EDITOR:I read the article on the front page of our paper a few days back about how Kingsford is mulling over their pit bull ban.
And, of course, the owners of pit bulls are against the banning of this breed. They say that they are wonderful dogs and whether they are "bad" depends on how they are raised.
Well, my question is: Just how do you know which pit bulls are raised responsibly and which ones aren't? The answer is we don't.
Whether raised right or not, they are aggressive and cannot be trusted.
I, for one, am terrified of this particular breed of dog and had an encounter with one a few years back.
While walking my three leashed dogs on a Sunday morning before leaving for church, a pit bull that had gotten loose from its flimsy leash came charging down the hill at us. It was a nightmare, to say the least.
I also have a friend in Ontonagon who took her little Yorkie down to the beach to walk on Labor Day weekend a couple years back.
A truck pulled up, the driver opened up his door and let his pit bull jump out.
It ran straight towards my friend's dog and nearly ripped it apart before its owner was able to run down the beach, grab it and throw it back into his truck, leaving my friend on the beach with her near-dead pet, horrified and in tears.

Your objective >> For each statement, say yes or no to whether it agrees with the letter, and quote the letter's deciding words: (a) The writer had three leashed dogs out for a walk when a loose pit bull charged at them. (b) The pit bull owners say the dogs are bad no matter how they are raised. (c) The writer read about the proposed ban in an article on the front page of the paper. The items that come next are separate material, unrelated to the letter.

Material shown >>
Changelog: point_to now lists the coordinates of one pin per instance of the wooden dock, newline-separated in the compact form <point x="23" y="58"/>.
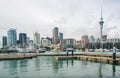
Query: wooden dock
<point x="16" y="57"/>
<point x="92" y="57"/>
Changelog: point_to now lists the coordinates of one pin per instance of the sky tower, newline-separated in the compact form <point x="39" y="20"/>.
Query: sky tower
<point x="101" y="25"/>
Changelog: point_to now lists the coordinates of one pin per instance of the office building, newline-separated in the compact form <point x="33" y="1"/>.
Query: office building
<point x="4" y="41"/>
<point x="55" y="39"/>
<point x="22" y="39"/>
<point x="12" y="38"/>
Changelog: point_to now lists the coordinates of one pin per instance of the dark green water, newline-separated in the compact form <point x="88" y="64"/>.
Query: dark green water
<point x="48" y="67"/>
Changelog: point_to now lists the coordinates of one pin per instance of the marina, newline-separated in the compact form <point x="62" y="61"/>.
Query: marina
<point x="38" y="67"/>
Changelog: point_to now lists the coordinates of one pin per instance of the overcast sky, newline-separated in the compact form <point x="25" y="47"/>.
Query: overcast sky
<point x="73" y="17"/>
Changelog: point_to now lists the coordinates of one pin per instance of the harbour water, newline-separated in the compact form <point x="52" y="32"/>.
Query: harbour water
<point x="49" y="67"/>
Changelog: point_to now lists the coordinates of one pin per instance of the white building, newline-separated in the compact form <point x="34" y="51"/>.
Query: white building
<point x="46" y="42"/>
<point x="36" y="39"/>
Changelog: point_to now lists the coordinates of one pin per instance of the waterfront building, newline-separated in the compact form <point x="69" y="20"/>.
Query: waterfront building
<point x="37" y="39"/>
<point x="85" y="41"/>
<point x="28" y="41"/>
<point x="101" y="22"/>
<point x="55" y="39"/>
<point x="61" y="40"/>
<point x="78" y="44"/>
<point x="45" y="42"/>
<point x="22" y="39"/>
<point x="4" y="41"/>
<point x="69" y="43"/>
<point x="12" y="38"/>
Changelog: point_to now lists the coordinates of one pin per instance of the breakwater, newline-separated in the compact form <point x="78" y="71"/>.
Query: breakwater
<point x="104" y="58"/>
<point x="16" y="57"/>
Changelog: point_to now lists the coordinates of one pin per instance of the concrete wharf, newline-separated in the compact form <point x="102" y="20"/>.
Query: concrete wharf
<point x="17" y="57"/>
<point x="103" y="58"/>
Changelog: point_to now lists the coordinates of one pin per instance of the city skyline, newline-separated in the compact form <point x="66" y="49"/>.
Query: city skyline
<point x="74" y="18"/>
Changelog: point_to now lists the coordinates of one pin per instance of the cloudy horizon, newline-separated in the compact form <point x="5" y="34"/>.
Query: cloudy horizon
<point x="73" y="17"/>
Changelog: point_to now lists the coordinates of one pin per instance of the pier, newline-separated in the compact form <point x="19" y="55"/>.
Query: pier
<point x="17" y="57"/>
<point x="103" y="58"/>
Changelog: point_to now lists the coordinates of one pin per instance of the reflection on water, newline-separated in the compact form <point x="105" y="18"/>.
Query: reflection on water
<point x="49" y="67"/>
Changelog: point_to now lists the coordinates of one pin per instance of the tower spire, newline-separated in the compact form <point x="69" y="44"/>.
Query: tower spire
<point x="101" y="22"/>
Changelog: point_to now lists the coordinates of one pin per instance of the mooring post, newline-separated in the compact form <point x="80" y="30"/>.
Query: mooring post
<point x="72" y="52"/>
<point x="67" y="53"/>
<point x="114" y="55"/>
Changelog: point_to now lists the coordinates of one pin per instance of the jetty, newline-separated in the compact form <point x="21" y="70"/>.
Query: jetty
<point x="103" y="58"/>
<point x="17" y="57"/>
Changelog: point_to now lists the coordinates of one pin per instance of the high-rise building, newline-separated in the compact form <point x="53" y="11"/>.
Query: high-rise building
<point x="101" y="25"/>
<point x="84" y="41"/>
<point x="12" y="38"/>
<point x="69" y="43"/>
<point x="36" y="39"/>
<point x="61" y="39"/>
<point x="23" y="39"/>
<point x="55" y="39"/>
<point x="4" y="41"/>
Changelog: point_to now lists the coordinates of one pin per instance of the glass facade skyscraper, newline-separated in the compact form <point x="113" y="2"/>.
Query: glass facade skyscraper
<point x="23" y="39"/>
<point x="12" y="38"/>
<point x="4" y="41"/>
<point x="55" y="39"/>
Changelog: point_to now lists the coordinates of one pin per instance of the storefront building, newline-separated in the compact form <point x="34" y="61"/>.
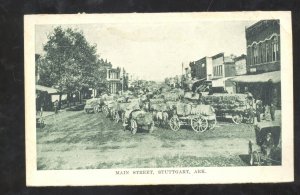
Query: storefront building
<point x="263" y="63"/>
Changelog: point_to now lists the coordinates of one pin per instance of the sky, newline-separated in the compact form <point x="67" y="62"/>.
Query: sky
<point x="154" y="51"/>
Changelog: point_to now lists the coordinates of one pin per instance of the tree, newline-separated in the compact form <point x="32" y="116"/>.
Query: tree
<point x="70" y="63"/>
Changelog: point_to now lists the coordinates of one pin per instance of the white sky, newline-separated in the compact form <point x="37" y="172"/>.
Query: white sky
<point x="155" y="51"/>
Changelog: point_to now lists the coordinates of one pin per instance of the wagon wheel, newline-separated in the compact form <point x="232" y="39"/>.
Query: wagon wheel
<point x="199" y="124"/>
<point x="133" y="126"/>
<point x="250" y="120"/>
<point x="105" y="111"/>
<point x="151" y="127"/>
<point x="174" y="123"/>
<point x="96" y="109"/>
<point x="117" y="117"/>
<point x="237" y="118"/>
<point x="113" y="115"/>
<point x="212" y="123"/>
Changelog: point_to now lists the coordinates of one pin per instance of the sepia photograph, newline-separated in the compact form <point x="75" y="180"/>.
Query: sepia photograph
<point x="131" y="99"/>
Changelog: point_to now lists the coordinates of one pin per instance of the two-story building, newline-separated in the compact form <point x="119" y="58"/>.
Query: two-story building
<point x="240" y="65"/>
<point x="263" y="63"/>
<point x="201" y="73"/>
<point x="223" y="71"/>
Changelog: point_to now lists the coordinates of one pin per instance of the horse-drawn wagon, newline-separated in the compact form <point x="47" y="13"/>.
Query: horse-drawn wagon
<point x="92" y="105"/>
<point x="266" y="148"/>
<point x="135" y="119"/>
<point x="199" y="117"/>
<point x="237" y="107"/>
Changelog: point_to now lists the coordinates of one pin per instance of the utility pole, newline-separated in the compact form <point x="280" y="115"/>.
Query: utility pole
<point x="122" y="80"/>
<point x="182" y="75"/>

Answer below >>
(a) Yes: "While walking my three leashed dogs on a Sunday morning before leaving for church, a pit bull that had gotten loose from its flimsy leash came charging down the hill at us."
(b) No: "whether they are "bad" depends on how they are raised."
(c) Yes: "I read the article on the front page of our paper a few days back about how Kingsford is mulling over their pit bull ban."